WHAT YOU ARE ASKED TO DO: Repeat every line of the records below, word for word and without any change.

—————

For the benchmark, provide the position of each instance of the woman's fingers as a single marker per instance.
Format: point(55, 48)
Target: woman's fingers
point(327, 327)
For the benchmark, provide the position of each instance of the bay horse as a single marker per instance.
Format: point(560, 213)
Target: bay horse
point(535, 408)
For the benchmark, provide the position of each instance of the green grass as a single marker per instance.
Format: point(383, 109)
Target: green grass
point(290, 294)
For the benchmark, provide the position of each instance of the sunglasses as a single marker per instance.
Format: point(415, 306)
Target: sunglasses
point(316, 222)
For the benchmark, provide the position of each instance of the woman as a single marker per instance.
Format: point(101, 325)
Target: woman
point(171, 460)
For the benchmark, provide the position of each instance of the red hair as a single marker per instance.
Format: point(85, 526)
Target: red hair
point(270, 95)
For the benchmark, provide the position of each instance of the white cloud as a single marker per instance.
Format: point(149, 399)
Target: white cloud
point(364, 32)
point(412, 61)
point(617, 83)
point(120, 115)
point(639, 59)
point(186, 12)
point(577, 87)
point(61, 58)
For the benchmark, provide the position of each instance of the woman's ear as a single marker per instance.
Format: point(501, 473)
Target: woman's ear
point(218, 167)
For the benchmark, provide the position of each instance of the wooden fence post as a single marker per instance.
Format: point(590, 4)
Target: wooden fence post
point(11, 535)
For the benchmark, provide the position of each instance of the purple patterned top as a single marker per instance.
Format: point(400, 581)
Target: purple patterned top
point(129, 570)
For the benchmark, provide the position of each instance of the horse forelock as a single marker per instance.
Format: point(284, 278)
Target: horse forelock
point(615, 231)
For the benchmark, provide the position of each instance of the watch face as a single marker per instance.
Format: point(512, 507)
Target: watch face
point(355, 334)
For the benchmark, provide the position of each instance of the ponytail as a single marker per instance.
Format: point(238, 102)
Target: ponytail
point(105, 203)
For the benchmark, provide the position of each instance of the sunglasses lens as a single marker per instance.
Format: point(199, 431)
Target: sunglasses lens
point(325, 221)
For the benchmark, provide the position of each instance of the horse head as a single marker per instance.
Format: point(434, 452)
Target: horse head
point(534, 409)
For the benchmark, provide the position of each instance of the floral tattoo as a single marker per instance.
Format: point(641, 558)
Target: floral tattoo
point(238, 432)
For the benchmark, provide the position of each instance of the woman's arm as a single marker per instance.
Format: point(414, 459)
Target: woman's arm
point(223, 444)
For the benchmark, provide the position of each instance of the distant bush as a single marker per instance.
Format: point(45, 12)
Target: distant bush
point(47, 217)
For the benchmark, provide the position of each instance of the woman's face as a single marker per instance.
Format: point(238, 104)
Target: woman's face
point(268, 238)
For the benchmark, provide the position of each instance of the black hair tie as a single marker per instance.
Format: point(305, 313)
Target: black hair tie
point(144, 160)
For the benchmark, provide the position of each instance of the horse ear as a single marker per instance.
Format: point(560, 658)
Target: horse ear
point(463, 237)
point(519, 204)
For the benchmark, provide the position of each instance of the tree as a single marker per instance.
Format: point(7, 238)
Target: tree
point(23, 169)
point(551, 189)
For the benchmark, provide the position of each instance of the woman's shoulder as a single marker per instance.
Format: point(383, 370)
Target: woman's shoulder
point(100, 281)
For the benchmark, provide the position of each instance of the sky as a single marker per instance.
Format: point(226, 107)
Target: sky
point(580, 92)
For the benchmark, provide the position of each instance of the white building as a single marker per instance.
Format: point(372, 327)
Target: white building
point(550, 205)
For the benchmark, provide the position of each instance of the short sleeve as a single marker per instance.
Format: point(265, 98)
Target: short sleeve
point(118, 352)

—————

OUTPUT OF THE TASK:
For the benchmark, provide the position of each instance of the woman's fingers as a single marker per instance.
Format: point(55, 48)
Target: woman's fingers
point(327, 327)
For the benchmark, provide the position of each instance of the bay horse as a single marker per instance.
Format: point(560, 213)
Target: bay horse
point(535, 408)
For the benchmark, provide the position of each instance of the green grass as a single marker per instance.
Format: point(383, 109)
Target: green grass
point(290, 294)
For the benchmark, provide the position of each instance of the sunglasses as a single marker per instance.
Format: point(415, 306)
Target: sunglasses
point(316, 222)
For the benchmark, provide the position of each instance of the woman as a single marker per instance.
Format: point(101, 325)
Target: woman
point(171, 460)
For the benchmark, provide the position of each instance of the red hair as a single marker per instance.
Format: point(85, 526)
Target: red hair
point(270, 95)
For the benchmark, provide the position of each instance of the white cloud as a single marker per instance.
Format: point(149, 399)
Target: white cloud
point(364, 32)
point(412, 61)
point(617, 83)
point(120, 115)
point(639, 59)
point(186, 12)
point(577, 87)
point(61, 58)
For the benchmark, provide the position of each instance of the woman's ear as a single marker per instance.
Format: point(501, 473)
Target: woman's ear
point(218, 167)
For the benchmark, provide the position of each instance of the wooden fence post as a single marker per instance.
Format: point(590, 4)
Target: wooden fence post
point(11, 535)
For the benchmark, provide the position of each instance of the purple patterned top as a single marker per instance.
Format: point(400, 581)
Target: purple patterned top
point(129, 570)
For the benchmark, provide the position of each instance of the horse forelock as a single marker per instance.
Format: point(284, 278)
Target: horse forelock
point(615, 231)
For the benchmark, provide the position of each instance of the watch face as a single marker per instance.
Format: point(512, 507)
Target: watch face
point(355, 334)
For the benchmark, provide the position of each instance of the ponytail as a single marker per instance.
Format: point(238, 102)
Target: ponytail
point(105, 203)
For the benchmark, provide the position of each instance of the sunglasses lens as a single marker per instance.
Format: point(199, 431)
Target: sunglasses lens
point(325, 221)
For the benchmark, provide the position of each instance of the horse head as a single marker per instance.
Format: point(434, 452)
Target: horse head
point(534, 409)
For the benchmark, provide the position of each instance of the floral tattoo as a single marker per instance.
Format: point(641, 558)
Target: floral tattoo
point(238, 432)
For the benchmark, provide the position of each instance of the woman's arm as a single marker per instance.
Format: point(414, 459)
Target: woman's arm
point(223, 444)
For the benchmark, provide the position of each instance of the distant bush as a single marker per instance.
Format: point(45, 12)
Target: distant bush
point(47, 217)
For the benchmark, provide the position of each instance of the woman's face as a single marker per instance.
Format: point(238, 104)
Target: woman's face
point(268, 238)
For the benchmark, provide the position of each instance of the black hair tie as a single marker per instance.
Format: point(305, 313)
Target: black hair tie
point(144, 160)
For the benchmark, provide the position of each instance of the horse ear as a single marker per instance.
Format: point(560, 658)
Target: horse ear
point(463, 237)
point(519, 204)
For the benchmark, provide the position of each instance of the tree as a single marker per instance.
Format: point(7, 238)
Target: tree
point(23, 169)
point(551, 189)
For the benchmark, provide the position of each instance of the woman's shoulder as a single marker per instance.
Format: point(383, 370)
Target: woman's shoulder
point(100, 281)
For the benchmark, provide the position of each instance of the sky as a single marker per instance.
Format: point(226, 107)
Target: sky
point(580, 92)
For the benchmark, provide the position of each instance of the white building as a single marker per instance.
Format: point(372, 327)
Target: white building
point(550, 205)
For the benchmark, provide the position of each instance of the short sleeve as a single marker per instance.
Format: point(265, 98)
Target: short sleeve
point(118, 352)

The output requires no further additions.